Study text >>

########

A week ago today, California health officials announced they were immediately suspending a pilot state-issued photo ID card program, citing fears that state officials and card-holders could be subject to federal prosecution in the wake of the Supreme Court's Raich decision. In that case, the court held that the federal government can prosecute patients and providers even in states where medical marijuana is legal. But medical marijuana supporters objected immediately, and this week the objections turned to threats, with the American Civil Liberties Union and the Drug Policy Alliance warning that they will sue if the suspension is not ended.
"I am concerned about unintended potential consequences of issuing medical marijuana ID cards that could affect medical marijuana users, their families and staff of the California Department of Health Services," California health services head Sandra Shewry said in a statement last Friday announcing the suspension.

########

(Dataset entries)
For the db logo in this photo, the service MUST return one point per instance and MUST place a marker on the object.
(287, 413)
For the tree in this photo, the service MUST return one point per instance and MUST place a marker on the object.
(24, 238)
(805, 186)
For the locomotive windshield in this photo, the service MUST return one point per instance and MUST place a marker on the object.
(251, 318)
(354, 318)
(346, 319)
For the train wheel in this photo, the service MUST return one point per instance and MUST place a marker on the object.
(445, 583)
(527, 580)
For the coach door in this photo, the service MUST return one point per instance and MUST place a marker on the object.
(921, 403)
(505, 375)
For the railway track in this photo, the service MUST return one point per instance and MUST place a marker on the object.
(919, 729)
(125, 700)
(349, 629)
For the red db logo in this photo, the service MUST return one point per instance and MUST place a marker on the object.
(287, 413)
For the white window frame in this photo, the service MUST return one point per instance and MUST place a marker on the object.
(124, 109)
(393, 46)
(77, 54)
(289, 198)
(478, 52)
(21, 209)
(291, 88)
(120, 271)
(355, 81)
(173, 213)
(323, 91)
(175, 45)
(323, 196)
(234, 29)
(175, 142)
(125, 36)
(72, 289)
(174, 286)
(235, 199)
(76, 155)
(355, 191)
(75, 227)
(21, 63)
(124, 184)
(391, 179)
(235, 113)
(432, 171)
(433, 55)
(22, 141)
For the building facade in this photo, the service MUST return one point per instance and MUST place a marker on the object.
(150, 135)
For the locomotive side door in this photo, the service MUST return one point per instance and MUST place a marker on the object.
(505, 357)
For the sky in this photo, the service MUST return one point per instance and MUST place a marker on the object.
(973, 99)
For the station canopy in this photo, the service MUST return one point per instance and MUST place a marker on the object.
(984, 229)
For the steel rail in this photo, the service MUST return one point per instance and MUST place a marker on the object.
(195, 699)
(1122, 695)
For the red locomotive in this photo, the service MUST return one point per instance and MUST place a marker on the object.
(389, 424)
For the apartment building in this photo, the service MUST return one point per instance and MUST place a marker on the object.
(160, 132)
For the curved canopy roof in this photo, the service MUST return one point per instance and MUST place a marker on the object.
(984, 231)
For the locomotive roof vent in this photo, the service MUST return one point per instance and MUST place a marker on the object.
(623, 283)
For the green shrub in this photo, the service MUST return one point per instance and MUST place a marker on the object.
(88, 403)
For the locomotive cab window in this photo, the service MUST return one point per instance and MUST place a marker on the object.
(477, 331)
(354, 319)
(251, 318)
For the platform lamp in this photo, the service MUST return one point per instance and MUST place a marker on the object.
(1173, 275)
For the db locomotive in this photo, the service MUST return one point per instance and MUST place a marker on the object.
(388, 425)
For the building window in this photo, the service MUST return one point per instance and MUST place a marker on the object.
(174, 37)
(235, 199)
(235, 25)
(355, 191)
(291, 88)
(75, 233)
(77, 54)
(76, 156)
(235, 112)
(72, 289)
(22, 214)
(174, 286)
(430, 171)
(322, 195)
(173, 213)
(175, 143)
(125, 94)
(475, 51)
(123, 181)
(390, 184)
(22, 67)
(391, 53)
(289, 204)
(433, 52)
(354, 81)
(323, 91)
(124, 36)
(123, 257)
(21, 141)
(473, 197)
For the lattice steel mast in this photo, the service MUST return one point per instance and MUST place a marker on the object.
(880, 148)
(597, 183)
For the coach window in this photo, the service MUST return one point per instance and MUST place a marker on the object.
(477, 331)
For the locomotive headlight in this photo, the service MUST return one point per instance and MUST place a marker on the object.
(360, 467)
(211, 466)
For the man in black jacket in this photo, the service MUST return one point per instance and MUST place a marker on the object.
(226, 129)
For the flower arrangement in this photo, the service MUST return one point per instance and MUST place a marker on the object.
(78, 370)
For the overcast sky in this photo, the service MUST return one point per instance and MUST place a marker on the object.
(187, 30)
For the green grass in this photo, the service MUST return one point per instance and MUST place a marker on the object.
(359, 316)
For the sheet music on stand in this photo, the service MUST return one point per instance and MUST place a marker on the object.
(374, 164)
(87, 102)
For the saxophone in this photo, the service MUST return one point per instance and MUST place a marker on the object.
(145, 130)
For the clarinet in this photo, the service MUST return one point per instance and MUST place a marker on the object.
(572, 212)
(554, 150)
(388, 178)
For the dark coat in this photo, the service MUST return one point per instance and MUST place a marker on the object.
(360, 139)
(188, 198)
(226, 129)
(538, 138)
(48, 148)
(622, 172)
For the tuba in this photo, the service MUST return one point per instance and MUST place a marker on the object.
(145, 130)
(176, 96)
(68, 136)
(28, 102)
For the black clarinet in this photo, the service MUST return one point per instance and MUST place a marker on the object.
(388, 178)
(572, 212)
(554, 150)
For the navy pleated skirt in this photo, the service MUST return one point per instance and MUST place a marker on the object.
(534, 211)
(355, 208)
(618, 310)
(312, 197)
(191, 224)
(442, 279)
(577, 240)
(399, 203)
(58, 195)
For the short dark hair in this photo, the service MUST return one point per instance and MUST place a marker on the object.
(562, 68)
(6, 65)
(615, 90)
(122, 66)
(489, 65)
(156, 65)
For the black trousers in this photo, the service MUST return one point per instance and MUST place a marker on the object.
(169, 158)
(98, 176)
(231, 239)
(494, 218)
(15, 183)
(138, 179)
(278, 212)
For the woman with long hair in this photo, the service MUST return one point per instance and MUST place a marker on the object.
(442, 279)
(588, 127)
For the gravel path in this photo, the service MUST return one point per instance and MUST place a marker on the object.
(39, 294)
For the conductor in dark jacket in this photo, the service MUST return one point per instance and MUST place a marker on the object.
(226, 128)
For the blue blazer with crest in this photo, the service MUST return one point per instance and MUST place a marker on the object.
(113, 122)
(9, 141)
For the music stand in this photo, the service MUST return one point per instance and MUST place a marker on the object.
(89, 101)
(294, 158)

########

Work item >>
From the text on California's medical marijuana ID cards, list every organization or institution named by its proper name.

Task result >>
- Supreme Court
- American Civil Liberties Union
- Drug Policy Alliance
- California Department of Health Services